WORK TO COMPLETE | Scan the material for the word "tile", then return every line where it appears.
*** RECORDED DATA Section Begins ***
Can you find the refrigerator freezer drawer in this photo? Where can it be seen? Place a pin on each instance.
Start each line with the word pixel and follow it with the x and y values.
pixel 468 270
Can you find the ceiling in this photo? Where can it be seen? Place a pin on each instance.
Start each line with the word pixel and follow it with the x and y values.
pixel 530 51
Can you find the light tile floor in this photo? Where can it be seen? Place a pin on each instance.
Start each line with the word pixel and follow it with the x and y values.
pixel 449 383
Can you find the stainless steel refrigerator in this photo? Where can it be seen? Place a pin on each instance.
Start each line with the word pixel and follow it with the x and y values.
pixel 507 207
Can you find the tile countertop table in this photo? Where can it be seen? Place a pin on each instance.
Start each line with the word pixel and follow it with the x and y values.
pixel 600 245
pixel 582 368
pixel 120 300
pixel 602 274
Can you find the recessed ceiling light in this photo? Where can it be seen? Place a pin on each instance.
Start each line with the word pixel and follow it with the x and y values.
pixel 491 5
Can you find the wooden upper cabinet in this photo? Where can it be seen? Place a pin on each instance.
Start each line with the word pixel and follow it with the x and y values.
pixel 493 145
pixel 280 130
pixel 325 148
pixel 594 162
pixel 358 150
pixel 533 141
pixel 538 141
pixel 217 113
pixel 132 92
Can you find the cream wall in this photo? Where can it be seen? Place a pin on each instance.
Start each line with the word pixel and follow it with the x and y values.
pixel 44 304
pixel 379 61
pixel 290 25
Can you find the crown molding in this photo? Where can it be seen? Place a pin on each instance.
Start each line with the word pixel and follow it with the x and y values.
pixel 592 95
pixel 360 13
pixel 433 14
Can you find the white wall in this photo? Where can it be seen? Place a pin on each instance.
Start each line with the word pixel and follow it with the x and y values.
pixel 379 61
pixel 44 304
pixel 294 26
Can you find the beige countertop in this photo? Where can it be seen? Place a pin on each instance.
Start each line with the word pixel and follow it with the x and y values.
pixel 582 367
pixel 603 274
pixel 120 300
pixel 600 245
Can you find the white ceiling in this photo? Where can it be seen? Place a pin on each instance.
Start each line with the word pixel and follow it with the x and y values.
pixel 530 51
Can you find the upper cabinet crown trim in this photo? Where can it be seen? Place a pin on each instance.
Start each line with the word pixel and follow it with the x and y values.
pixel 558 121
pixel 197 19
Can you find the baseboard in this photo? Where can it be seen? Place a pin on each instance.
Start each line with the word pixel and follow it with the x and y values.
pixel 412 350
*** RECORDED DATA Section Ends ***
ANSWER BOX |
Can you find the light tile floor in this photo? Where can it be seen? Place a pin on each instance.
Can you find the tile countertop table in this photo? Where can it be seen? Place a pin on each instance.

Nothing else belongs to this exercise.